**The problem:**
Copy the email below, starting at "At 11:39 AM" and ending after "unknowable, indescribable abyss.", and switch "metaphor" to "figure of speech".

**Source excerpt:**
--

Greetings,

I read your post a number of times, and couldn't seem to find the 
right words to respond.  So I offer a website as a pointer to my 
missing appreciation:

         http://hubblesite.org/gallery/album/

Marsha





At 11:39 AM 1/30/2008, you wrote:
>Steve, Ian, all...
>
>Good discussion. My quick two cents is that underlying all this talk
>about "faith" is Pirsig's seminal point from ZMM, "All this is just
>an analogy". And when you start with that simple observation, you can
>see that the problems with "faith" occur as one tries to solidify or
>literalize the metaphor. Yes, at the root of our experience is an
>inescapable black hole of Godelian incompleteness. We must accept
>that the deeper and deeper we dig into the layers of language and
>symbolic representae we build to describe the world, the closer and
>closer we come to the inexpressable, unknowable, indescribable abyss.
>Towards this, yes, we cannot escape "faith" in that this core is
>always beyond our intellection, never capturable in symbolic language.

--

[Dataset lines]
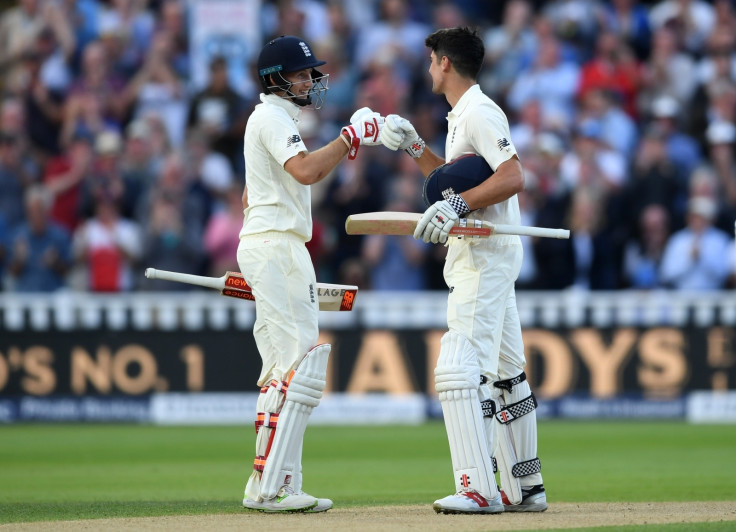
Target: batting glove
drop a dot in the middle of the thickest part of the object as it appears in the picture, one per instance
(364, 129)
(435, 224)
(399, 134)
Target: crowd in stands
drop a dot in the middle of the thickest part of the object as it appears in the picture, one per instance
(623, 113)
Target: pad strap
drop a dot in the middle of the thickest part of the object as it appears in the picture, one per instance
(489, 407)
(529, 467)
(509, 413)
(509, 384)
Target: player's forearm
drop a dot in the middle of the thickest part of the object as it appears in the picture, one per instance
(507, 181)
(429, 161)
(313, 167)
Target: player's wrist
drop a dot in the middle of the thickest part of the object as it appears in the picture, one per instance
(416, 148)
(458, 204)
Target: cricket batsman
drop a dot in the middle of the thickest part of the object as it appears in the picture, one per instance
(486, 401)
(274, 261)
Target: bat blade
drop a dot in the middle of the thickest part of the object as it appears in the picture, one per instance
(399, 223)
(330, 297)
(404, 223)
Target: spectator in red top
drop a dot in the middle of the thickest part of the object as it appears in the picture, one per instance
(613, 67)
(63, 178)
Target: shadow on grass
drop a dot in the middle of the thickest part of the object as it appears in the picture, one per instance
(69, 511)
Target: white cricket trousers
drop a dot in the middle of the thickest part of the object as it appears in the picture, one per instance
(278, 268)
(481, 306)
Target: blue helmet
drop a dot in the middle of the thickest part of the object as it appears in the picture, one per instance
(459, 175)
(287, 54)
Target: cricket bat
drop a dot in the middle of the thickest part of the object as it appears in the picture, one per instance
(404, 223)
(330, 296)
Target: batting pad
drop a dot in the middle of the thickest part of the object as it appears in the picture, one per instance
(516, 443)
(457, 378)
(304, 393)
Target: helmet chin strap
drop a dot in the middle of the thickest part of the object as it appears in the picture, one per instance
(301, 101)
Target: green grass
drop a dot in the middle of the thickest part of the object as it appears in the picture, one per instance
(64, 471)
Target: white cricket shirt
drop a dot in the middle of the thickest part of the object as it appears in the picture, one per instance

--

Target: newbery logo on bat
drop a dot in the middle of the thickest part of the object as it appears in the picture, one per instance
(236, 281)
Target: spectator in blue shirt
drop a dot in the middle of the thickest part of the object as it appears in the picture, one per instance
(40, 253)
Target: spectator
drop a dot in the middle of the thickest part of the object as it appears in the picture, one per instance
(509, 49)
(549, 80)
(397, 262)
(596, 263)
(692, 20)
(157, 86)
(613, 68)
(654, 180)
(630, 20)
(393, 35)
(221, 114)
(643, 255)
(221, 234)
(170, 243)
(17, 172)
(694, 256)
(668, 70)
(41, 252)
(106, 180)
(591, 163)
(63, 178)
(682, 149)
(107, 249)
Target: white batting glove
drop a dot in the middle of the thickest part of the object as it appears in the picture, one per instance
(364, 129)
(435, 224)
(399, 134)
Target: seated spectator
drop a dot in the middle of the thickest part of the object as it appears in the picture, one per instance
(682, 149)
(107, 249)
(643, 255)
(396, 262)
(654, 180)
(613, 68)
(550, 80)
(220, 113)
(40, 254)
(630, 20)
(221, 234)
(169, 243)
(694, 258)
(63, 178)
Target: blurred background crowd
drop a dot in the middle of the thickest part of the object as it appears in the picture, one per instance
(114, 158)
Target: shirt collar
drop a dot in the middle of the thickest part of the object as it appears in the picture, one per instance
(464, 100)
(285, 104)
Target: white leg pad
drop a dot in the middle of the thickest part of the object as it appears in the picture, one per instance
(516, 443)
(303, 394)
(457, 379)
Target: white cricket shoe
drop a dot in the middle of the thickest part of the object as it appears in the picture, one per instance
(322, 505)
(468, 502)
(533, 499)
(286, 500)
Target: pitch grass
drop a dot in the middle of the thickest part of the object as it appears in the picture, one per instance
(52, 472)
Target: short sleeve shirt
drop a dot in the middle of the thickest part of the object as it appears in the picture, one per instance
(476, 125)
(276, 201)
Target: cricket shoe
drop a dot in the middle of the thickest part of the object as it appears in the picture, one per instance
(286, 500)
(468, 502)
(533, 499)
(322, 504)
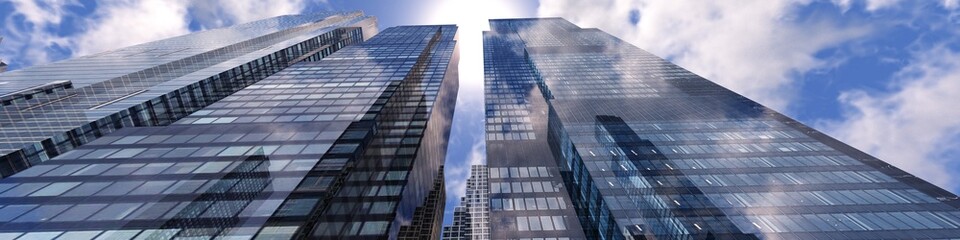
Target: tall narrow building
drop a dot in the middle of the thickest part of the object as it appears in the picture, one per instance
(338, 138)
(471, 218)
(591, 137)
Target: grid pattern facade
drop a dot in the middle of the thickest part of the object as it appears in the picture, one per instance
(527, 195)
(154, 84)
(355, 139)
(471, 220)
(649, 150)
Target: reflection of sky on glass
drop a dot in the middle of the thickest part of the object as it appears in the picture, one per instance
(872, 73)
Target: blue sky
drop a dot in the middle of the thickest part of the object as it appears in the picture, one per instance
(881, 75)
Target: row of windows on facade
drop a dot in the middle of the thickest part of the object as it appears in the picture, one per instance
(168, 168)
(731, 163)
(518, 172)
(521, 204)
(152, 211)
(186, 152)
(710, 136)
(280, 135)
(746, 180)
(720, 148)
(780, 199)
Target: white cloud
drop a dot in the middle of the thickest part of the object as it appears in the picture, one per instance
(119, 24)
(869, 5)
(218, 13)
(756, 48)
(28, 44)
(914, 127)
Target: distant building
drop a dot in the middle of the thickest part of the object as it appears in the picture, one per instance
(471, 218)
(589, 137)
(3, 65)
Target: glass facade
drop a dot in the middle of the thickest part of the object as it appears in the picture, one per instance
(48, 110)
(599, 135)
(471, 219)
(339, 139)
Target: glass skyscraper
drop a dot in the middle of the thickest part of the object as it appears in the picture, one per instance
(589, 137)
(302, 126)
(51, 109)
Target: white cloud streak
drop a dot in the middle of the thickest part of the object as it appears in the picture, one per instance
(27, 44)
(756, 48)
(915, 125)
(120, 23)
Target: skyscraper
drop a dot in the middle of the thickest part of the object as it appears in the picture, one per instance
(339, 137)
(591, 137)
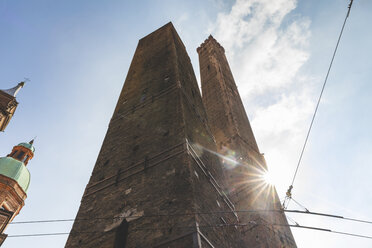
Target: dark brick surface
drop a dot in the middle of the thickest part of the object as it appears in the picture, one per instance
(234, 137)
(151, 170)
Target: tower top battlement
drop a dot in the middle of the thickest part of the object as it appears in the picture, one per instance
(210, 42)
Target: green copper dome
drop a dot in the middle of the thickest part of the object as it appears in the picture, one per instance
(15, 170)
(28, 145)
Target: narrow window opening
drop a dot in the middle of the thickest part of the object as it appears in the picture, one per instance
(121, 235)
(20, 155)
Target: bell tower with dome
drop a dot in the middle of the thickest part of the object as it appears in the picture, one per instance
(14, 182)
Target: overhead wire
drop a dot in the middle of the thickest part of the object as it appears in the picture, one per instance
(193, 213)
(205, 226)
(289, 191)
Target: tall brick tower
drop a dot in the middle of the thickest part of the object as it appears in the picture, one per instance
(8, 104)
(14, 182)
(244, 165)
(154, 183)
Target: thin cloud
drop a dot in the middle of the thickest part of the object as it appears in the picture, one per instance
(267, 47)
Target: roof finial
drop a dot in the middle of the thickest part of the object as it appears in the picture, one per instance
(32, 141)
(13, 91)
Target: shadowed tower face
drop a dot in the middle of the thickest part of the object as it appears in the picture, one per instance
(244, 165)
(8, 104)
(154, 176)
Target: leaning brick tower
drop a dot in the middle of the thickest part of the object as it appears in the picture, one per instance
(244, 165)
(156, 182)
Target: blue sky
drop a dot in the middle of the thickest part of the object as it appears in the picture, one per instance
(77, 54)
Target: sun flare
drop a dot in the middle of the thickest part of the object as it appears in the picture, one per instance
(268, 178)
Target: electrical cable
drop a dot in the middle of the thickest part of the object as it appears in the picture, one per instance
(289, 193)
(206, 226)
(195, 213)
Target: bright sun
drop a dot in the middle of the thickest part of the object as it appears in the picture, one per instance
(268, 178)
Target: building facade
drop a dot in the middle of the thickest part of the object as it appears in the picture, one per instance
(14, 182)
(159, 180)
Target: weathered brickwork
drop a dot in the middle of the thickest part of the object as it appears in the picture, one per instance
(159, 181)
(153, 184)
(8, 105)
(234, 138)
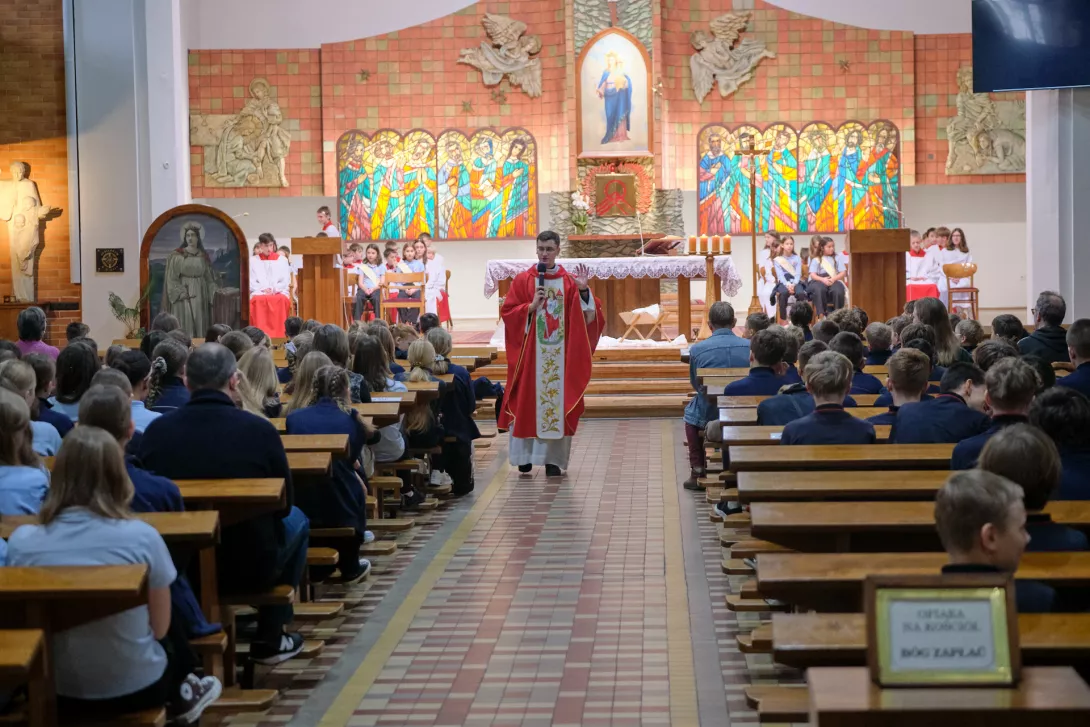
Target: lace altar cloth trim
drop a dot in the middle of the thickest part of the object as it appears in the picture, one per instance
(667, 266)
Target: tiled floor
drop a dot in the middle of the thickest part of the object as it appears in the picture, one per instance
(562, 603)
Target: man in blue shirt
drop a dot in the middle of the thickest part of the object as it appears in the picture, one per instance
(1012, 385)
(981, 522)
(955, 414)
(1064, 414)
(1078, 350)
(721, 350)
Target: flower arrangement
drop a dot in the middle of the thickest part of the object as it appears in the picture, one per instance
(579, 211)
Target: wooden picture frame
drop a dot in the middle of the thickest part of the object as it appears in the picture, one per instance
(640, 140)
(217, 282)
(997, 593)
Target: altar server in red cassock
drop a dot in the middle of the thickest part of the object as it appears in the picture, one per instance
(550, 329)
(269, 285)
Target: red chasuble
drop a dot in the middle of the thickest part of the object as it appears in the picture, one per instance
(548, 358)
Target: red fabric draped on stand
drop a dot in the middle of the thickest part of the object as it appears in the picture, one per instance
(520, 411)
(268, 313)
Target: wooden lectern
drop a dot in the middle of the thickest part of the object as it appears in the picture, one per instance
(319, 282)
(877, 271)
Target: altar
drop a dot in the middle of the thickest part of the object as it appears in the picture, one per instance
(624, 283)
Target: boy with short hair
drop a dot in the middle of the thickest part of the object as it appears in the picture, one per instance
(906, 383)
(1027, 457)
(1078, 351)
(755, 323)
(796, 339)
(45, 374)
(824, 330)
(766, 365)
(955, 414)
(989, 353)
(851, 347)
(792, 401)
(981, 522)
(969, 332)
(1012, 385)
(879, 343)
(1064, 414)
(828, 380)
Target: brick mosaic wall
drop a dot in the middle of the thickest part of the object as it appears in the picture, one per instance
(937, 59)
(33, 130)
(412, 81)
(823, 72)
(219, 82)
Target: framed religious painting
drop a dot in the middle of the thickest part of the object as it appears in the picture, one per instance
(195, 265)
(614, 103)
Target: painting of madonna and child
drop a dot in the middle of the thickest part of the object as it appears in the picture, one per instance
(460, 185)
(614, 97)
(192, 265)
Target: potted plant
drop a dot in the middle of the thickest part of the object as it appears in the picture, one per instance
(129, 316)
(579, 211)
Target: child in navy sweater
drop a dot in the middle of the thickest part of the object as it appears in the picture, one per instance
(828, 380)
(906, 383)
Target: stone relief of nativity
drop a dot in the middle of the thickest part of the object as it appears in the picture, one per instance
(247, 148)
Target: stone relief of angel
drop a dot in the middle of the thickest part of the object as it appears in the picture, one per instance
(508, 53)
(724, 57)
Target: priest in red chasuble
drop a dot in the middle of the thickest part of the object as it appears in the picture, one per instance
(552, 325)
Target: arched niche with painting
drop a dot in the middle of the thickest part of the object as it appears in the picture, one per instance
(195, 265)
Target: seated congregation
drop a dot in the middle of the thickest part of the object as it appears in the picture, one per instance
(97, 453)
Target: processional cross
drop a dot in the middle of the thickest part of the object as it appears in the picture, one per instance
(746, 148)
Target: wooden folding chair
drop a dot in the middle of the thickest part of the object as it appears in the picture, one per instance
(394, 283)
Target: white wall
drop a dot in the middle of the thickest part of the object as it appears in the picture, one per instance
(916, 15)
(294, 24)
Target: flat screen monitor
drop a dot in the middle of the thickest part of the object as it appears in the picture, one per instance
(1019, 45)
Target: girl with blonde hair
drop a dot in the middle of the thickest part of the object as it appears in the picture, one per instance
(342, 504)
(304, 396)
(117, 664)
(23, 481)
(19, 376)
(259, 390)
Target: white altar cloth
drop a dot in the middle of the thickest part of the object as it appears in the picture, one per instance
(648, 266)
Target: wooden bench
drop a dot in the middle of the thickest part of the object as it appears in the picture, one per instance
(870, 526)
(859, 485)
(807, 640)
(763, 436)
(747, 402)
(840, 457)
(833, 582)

--

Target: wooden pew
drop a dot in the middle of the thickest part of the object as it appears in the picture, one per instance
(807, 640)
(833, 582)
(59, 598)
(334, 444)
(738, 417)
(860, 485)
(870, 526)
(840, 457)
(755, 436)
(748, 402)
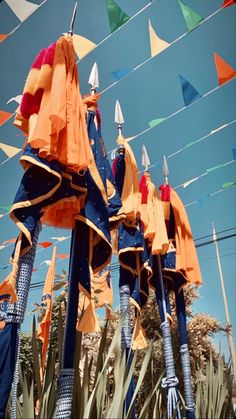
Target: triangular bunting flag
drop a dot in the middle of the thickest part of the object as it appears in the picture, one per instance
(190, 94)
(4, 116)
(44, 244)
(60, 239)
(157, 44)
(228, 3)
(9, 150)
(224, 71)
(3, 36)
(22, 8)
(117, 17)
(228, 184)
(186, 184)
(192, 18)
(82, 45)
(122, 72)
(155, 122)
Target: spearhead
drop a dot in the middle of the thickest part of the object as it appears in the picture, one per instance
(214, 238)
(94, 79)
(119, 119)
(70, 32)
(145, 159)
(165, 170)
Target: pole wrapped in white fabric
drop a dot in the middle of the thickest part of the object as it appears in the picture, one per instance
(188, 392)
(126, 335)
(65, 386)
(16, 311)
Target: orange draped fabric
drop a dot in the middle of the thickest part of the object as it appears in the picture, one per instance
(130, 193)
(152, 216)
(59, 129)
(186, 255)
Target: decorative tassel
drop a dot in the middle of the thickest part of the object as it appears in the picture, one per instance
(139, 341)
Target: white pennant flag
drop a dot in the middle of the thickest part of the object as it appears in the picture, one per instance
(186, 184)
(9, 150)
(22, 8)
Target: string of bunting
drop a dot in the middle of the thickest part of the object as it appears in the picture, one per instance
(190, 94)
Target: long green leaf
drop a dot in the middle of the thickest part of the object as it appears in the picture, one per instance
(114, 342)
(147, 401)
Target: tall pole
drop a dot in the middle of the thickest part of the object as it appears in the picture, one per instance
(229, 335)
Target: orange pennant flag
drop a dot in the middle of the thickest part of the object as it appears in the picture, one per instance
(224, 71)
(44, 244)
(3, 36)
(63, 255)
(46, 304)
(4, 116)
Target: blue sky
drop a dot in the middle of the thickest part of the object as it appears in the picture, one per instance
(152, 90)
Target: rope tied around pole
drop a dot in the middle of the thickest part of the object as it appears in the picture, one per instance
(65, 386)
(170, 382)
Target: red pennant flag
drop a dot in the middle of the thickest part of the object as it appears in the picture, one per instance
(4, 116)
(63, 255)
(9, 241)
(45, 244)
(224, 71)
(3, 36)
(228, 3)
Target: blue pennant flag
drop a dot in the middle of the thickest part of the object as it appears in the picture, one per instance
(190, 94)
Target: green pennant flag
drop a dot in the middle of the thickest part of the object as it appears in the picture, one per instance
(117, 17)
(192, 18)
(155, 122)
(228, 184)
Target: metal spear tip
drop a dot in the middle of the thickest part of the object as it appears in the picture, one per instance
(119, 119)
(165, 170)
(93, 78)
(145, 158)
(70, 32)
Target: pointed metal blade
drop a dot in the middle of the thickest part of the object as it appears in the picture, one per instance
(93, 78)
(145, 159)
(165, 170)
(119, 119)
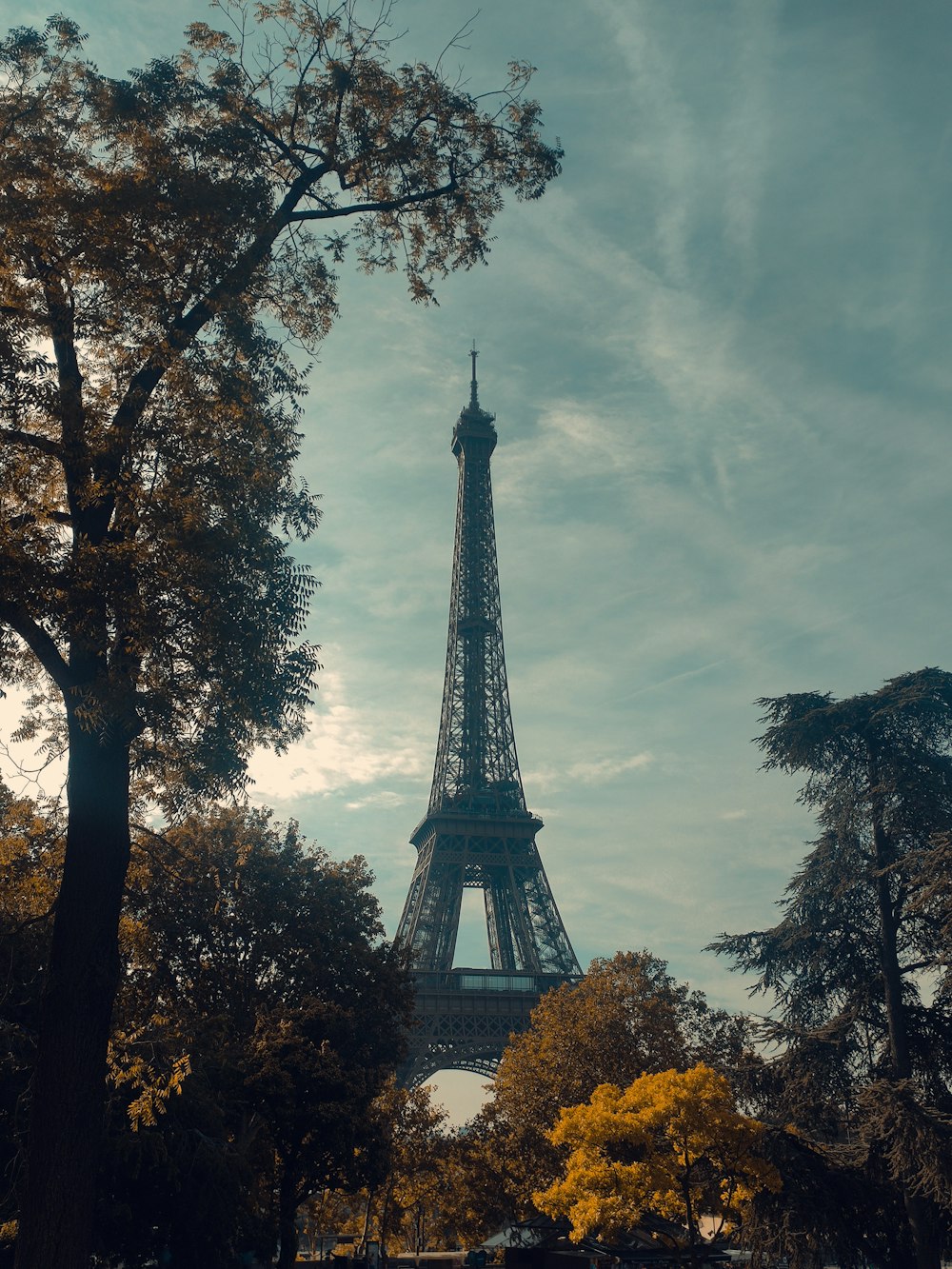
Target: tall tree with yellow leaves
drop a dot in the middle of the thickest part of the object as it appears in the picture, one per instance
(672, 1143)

--

**Result of this task:**
At 11:39 AM 1/30/2008, you wrote:
>Steve, Ian, all...
>
>Good discussion. My quick two cents is that underlying all this talk
>about "faith" is Pirsig's seminal point from ZMM, "All this is just
>an analogy". And when you start with that simple observation, you can
>see that the problems with "faith" occur as one tries to solidify or
>literalize the figure of speech. Yes, at the root of our experience is an
>inescapable black hole of Godelian incompleteness. We must accept
>that the deeper and deeper we dig into the layers of language and
>symbolic representae we build to describe the world, the closer and
>closer we come to the inexpressable, unknowable, indescribable abyss.